*Required work:*
Reproduce the records below in their entirety, character for character.

** START OF Given data **

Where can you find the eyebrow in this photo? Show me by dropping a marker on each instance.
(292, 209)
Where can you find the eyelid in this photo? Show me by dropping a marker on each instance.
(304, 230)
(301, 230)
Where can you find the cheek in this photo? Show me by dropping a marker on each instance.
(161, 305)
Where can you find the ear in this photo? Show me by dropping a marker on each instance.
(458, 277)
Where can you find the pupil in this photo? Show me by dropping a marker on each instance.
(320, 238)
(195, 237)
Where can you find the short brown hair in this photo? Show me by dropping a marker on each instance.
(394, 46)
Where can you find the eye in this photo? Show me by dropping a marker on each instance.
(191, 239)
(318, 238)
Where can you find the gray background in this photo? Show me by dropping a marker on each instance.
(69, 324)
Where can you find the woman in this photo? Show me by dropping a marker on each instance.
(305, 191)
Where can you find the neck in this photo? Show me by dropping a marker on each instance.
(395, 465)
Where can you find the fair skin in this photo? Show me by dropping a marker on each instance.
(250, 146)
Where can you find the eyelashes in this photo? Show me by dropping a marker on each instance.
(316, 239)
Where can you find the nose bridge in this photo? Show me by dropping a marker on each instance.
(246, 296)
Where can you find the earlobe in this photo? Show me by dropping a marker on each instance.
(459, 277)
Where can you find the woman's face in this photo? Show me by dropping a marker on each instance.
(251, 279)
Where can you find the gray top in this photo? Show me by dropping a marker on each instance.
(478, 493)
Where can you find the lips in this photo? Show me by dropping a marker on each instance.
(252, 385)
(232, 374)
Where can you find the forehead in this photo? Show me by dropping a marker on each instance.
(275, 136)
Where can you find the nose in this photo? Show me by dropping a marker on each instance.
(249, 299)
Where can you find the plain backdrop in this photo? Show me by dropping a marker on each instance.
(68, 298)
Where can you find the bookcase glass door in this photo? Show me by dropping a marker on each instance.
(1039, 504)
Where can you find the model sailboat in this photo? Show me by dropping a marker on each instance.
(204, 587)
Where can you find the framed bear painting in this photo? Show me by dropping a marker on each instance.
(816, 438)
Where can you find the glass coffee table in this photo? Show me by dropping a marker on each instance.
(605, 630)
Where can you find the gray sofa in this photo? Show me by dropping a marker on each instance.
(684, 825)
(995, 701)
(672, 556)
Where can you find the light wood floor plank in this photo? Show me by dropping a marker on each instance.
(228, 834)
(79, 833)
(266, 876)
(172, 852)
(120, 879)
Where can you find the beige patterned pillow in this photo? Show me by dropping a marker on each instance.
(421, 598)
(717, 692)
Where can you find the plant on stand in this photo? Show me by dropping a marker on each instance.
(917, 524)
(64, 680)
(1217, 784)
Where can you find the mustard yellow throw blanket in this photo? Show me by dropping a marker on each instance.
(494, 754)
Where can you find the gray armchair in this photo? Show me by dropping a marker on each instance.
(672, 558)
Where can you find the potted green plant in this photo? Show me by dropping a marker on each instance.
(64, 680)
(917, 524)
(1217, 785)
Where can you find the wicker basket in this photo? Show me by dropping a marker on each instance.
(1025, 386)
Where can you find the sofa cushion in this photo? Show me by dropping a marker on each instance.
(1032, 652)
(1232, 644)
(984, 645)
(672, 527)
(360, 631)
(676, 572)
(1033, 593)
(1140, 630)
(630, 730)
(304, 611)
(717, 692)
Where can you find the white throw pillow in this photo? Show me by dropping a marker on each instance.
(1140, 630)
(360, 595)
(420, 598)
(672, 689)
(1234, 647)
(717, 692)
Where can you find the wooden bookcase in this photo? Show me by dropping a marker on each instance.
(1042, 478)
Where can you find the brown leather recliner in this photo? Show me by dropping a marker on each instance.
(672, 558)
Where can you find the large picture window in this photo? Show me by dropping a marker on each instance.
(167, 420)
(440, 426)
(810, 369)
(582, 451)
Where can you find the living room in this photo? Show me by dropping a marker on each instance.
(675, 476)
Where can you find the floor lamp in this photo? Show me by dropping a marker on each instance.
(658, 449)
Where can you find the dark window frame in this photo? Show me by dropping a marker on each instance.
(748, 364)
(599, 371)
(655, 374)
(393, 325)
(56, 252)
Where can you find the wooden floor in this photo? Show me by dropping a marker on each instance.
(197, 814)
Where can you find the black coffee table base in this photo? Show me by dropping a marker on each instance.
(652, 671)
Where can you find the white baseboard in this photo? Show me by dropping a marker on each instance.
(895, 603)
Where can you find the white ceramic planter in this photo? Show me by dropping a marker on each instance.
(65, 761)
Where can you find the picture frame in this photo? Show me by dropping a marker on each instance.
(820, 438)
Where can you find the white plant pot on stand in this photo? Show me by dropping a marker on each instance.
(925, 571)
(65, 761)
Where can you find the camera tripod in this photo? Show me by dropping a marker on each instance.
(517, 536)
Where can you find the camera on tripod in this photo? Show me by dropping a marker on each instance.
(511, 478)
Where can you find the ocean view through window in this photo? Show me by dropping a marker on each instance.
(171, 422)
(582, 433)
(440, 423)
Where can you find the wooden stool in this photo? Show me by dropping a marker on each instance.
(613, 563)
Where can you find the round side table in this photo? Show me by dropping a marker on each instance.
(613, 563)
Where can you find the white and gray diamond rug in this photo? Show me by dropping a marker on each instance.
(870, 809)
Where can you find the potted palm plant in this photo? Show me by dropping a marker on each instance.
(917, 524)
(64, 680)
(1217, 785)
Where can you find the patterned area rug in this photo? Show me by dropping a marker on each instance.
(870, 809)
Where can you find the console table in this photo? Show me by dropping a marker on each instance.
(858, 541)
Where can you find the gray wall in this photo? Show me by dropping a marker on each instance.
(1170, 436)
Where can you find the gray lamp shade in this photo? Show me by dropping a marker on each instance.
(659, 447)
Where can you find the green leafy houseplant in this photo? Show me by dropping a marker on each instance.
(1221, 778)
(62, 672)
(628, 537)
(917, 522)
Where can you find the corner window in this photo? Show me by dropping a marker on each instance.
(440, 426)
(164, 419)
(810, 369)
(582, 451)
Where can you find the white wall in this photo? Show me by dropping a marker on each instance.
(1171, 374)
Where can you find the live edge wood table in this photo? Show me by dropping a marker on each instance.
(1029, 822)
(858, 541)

** END OF Given data **

*Exercise answer:*
Where can you find the eyebrow in this photo? Show me by dropping a marker on each instance.
(292, 209)
Where can you find the eyelid in this photo? Show me by dropping a marker on each instance.
(304, 230)
(301, 230)
Where can you find the cheek in this photo? Show me by dropping a marker on each instance.
(161, 305)
Where can you find the ear in this photo? Show me by dropping a marker on each instance.
(458, 277)
Where can you find the pupil in this photo? Show me by dropping a marker on each instance.
(320, 238)
(195, 237)
Where can you find the short brown hair in this photo? Show me by dropping a marker on each instance.
(394, 46)
Where can you find the eye in this photo? Show me by dropping a marker on each instance.
(191, 239)
(318, 238)
Where can you find the gray background in this photo? Show me by dropping a marker on each instance.
(69, 324)
Where can you find the woman in this photo? Show me by dropping a marker on each instance.
(305, 191)
Where can you find the neck in this photo? Show me by dropping a marker on each instance.
(395, 465)
Where can you find the fair skin in this photo? Show me by dropping a marker on each instance.
(250, 146)
Where can you find the eyelashes in this photo? Show me by dropping a marker on each instance.
(316, 239)
Where can you find the nose bridge in this photo? Show me by dropping a marker on each instance.
(246, 296)
Where can you find the earlobe in this photo? Show me by dropping a marker on each instance.
(459, 277)
Where can you find the woman's face in this photo? Show me by dropping a marker on each instance.
(251, 279)
Where can you find the gray top in this photo? Show me by dropping a marker on each instance.
(478, 493)
Where can you find the lips in this photo? Show me by dropping a marker on each instance.
(252, 385)
(232, 374)
Where can you find the forehead in this photo? Show me by dropping a marker on each instance.
(275, 136)
Where can you find the nose in this photo? Show me by dropping a marker on each instance.
(249, 299)
Where can you find the plain backdrop in this photo? Show me by dropping a marker on each instance.
(68, 298)
Where can you find the bookcase glass door in this photo? Show me by dropping a marker on each instance.
(1039, 504)
Where can you find the model sailboat in this photo? Show me by dropping a marker on each instance.
(204, 587)
Where can you find the framed bear painting in this photo? Show me by dropping a marker on each instance.
(816, 438)
Where can you find the glass coffee table in this photo? Show me by dropping a marker on each instance.
(605, 630)
Where can you find the gray sofa in this photo? Show me by dropping a marker on each instance.
(684, 825)
(995, 701)
(672, 556)
Where can you find the light wood floor plank in this photo? Show me by dropping a marker on each instance.
(228, 834)
(79, 833)
(266, 876)
(172, 852)
(120, 879)
Where can you find the beige patterned pillow in this photo? Show me by dropping a marker on each instance.
(421, 598)
(717, 692)
Where can you find the plant on stand in this photo? Show me by dropping a marker on each instance.
(917, 524)
(64, 680)
(1217, 784)
Where can you find the mustard yellow throw blanket in this photo? Show me by dropping a marker on each instance.
(494, 754)
Where can you find the gray armchair in this photo? Show me by dropping a marker on each instance.
(672, 558)
Where can you find the potted green plant in this photo? Show me by dropping a marker on each instance.
(64, 680)
(917, 524)
(1217, 785)
Where can you find the wicker basket in this photo? Show me by dropping a marker on each instance.
(1025, 386)
Where can you find the sofa cushion in this photo? Show me by dropping a marker on each instance.
(1032, 652)
(1232, 644)
(984, 645)
(672, 527)
(360, 631)
(676, 572)
(1033, 593)
(1140, 630)
(630, 730)
(304, 611)
(717, 692)
Where can you find the white throw pillow in this photo? Show me by dropping a marker on each instance.
(1140, 630)
(360, 595)
(420, 598)
(672, 689)
(1234, 647)
(717, 692)
Where can you find the wooden bookcase in this photo? Show me by dropping a marker on each instance.
(1042, 478)
Where can you find the brown leather recliner in this photo? Show me by dropping a marker on each instance.
(672, 558)
Where can you find the large picture window in this photo? Show me by dropping a marker on each instance.
(167, 420)
(440, 426)
(810, 369)
(582, 451)
Where can you find the living room in this photo? Show me by dropping a marker on each instance.
(675, 476)
Where can you find the floor lamp in this photo? Show me by dropping a marker on each instance.
(658, 449)
Where can you find the dark window frame in this photo? Show me by dropping a marker on each instance.
(748, 364)
(599, 371)
(655, 374)
(393, 325)
(56, 252)
Where can you find the wooden floor in this photo? Show me by dropping a marker on each instance.
(197, 814)
Where can you find the black coffee table base in this photo? Show me by dropping a marker on each instance.
(652, 671)
Where can you find the white baseboard in this photo? Show me by dropping a marker on each instance.
(895, 603)
Where can you find the white ceramic planter in this photo? Show me by dropping a marker on each instance.
(65, 761)
Where can you find the picture frame in this photo? Show me by dropping a marker on each instance.
(820, 438)
Where can you find the white plant pot on stand in this photo? Show me by dropping a marker on each instance.
(925, 571)
(65, 761)
Where can you find the camera tripod in this photo? Show me by dropping a marker on each instance.
(517, 536)
Where can you find the camera on tripod in this photo? Show me by dropping a marker on each instance.
(511, 478)
Where can you find the ocean view through window in this photo? Show me by dropping a marker on each instance.
(171, 422)
(582, 433)
(440, 423)
Where can you find the wooden stool in this photo? Show me by dropping a marker on each instance.
(613, 563)
Where can you find the round side table in this photo? Show me by dropping a marker on each instance.
(613, 563)
Where can you find the white and gray diamond rug in this photo? Show me by dropping a marker on each instance.
(870, 809)
Where can you find the potted palm plant in this photo? Show me by dropping a marker on each instance.
(917, 524)
(64, 680)
(1217, 785)
Where can you find the patterned area rug in this photo? Show me by dropping a marker on each instance.
(870, 809)
Where can you find the console table in this photo? Show me by dropping a marker on each instance.
(858, 541)
Where can you find the gray wall in this photo? Show me by dropping a marker on each instance.
(1170, 436)
Where can you find the gray lamp shade in this photo? Show me by dropping a marker on each instance.
(659, 447)
Where can you find the green leafy houseplant in this photo? Show me by dropping a marker on each instance.
(1221, 778)
(62, 672)
(628, 537)
(917, 522)
Where can you find the corner window in this photo? Show me by dropping a marker on each instance.
(440, 426)
(164, 419)
(810, 369)
(582, 451)
Where can you find the white wall in this photo? Show me by dropping a marker on each instance.
(1171, 374)
Where can you find the live edge wood table in this photo? Show me by dropping a marker on each instance.
(1029, 822)
(858, 541)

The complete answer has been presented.